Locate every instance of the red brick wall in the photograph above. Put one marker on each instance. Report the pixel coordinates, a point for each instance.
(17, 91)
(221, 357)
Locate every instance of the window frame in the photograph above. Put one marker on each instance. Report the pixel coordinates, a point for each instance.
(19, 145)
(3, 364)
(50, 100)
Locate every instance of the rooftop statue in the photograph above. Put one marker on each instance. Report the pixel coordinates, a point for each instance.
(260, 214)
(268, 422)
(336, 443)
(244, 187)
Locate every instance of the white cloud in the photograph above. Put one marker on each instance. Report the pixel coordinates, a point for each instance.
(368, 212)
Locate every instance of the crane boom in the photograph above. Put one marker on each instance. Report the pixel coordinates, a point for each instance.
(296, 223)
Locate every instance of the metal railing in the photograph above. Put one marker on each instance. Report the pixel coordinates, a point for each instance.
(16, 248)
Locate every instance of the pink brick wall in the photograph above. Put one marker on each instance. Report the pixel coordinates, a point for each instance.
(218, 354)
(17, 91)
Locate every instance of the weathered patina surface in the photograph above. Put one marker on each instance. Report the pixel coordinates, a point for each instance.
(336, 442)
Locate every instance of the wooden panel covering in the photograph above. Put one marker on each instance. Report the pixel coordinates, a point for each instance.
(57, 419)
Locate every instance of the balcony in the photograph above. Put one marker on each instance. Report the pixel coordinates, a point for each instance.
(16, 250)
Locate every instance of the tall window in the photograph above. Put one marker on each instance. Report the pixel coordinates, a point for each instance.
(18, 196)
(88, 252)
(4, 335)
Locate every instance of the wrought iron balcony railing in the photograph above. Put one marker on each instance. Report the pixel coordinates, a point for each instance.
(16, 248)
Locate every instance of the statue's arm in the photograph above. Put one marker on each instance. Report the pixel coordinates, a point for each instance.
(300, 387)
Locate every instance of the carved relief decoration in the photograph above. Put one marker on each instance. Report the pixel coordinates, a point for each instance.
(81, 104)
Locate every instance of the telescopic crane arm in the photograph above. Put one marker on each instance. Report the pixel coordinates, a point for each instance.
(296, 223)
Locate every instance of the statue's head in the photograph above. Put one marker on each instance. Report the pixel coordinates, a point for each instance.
★ ★ ★ ★
### About this task
Set down each line of the material above without a single alteration.

### Result of the exercise
Locate every instance of the red brick wall in the photograph above. Put one marker on each instance. Report the pixel coordinates, a point for each instance.
(17, 91)
(221, 357)
Locate every instance of the window frame in the photograph above. Put one marker on each instance. Report the pixel coordinates, a point for each instance.
(19, 145)
(3, 364)
(50, 100)
Locate every instance of the rooftop statue in the photograph above. Put one marker on each instance. Report the pixel coordinates, a point for each instance.
(260, 214)
(268, 422)
(336, 443)
(244, 187)
Locate every instance of the white cloud in the photograph above. Put one marker on each instance. Report the pixel coordinates, a point for each instance.
(368, 212)
Locate every instance of the crane boom in the photograph above. Put one marker on each instance. Report the pixel coordinates, a point for each instance.
(296, 223)
Locate every instance of the metal railing in the photograph above. Put one marker on each instance. Report the pixel coordinates, a point for each instance.
(16, 248)
Locate every instance of the pink brick wall in the photograph above. Put one marker on each instance. Report the pixel coordinates, a point for each instance.
(218, 354)
(17, 91)
Locate every instance of the weathered patina surface in the photograph above. Put one marker on each instance. Report the pixel coordinates, a point for each instance.
(336, 442)
Locate every instance of the wooden panel covering in the photograph above. Put one marker on each instance. Report the pixel coordinates, a point for each instance.
(57, 419)
Locate every instance of the balcony in the photograph above. Put one marker on each instance. Report the pixel coordinates, a point for each instance.
(16, 250)
Locate every instance of the tall window in the photograph above. Put one marker on each instance. Report the pixel coordinates, a point for each instance.
(18, 196)
(88, 252)
(4, 335)
Locate every instance of the wrought iron balcony railing in the photograph above. Put one marker on each instance. Report the pixel coordinates, a point for each instance.
(16, 248)
Locate every instance of the statue's arm in the photograph above. Put one marker on each instance. Report the pixel coordinates, a point for each instance.
(300, 387)
Locate every instance of the carved relief decoration in the photograph above. Put one marker on each instance. Report the pixel coordinates, a point for each instance.
(81, 104)
Locate every instance of the telescopic crane arm in the photograph above. Put one marker on each instance. Report the pixel coordinates, a point for each instance.
(296, 223)
Locate every instance of the statue's head in the photograph above. Put one marker on each instance. Report the pixel coordinates, a point for each instance.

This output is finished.